● **Exercise description**
Gather and copy every line of the entries below that contains the word "white". Case counts.

** Start of Material supplied **

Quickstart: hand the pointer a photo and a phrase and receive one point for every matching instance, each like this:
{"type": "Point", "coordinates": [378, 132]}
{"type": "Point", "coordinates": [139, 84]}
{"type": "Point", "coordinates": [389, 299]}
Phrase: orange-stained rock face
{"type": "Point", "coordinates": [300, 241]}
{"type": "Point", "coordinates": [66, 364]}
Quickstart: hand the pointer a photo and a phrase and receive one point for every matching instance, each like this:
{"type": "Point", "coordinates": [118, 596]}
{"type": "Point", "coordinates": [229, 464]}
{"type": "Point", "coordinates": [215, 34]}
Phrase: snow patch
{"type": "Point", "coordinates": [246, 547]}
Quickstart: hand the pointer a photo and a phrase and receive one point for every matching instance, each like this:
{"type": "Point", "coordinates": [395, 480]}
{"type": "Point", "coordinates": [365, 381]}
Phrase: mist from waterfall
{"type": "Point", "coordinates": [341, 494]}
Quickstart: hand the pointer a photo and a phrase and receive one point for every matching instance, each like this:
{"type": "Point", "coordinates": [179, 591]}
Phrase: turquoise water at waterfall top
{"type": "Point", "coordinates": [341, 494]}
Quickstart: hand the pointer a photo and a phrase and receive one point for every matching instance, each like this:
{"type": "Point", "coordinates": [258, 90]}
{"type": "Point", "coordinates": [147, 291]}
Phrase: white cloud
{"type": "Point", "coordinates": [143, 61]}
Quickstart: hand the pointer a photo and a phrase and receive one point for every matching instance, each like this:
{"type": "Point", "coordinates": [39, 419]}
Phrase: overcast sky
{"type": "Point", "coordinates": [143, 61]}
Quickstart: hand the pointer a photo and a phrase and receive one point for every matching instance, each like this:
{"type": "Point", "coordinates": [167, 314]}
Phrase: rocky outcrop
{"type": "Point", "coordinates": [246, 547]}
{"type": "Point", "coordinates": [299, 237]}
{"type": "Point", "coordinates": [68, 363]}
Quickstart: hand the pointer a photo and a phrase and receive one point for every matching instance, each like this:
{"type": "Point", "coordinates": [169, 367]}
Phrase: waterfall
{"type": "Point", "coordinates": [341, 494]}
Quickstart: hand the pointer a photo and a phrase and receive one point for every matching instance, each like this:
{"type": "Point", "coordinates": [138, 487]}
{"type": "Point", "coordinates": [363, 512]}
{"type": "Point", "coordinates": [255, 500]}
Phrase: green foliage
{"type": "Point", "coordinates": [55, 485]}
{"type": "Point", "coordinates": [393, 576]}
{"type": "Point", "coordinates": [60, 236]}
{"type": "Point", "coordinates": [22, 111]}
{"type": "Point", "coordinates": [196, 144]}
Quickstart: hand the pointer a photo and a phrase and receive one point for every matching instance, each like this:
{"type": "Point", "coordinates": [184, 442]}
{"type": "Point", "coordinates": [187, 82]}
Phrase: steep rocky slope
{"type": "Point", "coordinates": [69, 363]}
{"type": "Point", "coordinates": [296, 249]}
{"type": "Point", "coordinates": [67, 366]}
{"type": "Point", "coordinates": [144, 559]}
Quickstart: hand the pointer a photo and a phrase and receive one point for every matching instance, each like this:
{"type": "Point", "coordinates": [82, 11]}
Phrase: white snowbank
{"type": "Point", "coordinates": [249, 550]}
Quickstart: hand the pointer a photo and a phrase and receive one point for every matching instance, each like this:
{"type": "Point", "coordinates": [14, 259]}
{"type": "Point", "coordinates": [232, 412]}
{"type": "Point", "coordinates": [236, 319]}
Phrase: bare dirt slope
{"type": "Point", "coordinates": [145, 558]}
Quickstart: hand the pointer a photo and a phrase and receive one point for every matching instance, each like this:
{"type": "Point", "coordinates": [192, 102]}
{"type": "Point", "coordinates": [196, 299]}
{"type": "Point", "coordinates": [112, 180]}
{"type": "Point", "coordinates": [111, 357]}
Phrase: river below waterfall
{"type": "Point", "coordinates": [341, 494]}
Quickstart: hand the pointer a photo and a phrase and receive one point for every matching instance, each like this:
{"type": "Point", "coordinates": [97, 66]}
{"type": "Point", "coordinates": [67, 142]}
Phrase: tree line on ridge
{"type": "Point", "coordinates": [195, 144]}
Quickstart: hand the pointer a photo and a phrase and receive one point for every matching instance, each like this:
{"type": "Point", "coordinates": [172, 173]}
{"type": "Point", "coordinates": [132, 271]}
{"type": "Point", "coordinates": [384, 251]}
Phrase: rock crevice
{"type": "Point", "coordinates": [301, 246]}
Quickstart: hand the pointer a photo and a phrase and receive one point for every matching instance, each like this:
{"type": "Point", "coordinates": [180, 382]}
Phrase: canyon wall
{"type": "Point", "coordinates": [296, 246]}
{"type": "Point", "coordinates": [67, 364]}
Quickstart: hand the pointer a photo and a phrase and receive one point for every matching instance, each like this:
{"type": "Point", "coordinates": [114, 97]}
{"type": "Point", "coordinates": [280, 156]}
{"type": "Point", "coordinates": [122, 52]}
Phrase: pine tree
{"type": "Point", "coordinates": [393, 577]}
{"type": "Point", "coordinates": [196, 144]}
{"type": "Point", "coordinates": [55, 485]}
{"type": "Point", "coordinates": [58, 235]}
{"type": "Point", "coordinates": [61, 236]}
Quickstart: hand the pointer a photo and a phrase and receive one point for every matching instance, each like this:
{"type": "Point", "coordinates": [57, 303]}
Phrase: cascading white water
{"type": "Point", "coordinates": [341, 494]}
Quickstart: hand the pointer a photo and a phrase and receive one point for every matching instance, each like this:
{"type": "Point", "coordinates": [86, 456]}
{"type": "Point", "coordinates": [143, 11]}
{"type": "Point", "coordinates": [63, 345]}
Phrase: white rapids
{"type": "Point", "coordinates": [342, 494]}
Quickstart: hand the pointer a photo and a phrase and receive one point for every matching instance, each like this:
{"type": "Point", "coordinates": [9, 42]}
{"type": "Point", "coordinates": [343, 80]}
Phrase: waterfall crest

** End of Material supplied **

● **Right answer**
Phrase: white cloud
Phrase: white snowbank
Phrase: cascading white water
Phrase: white rapids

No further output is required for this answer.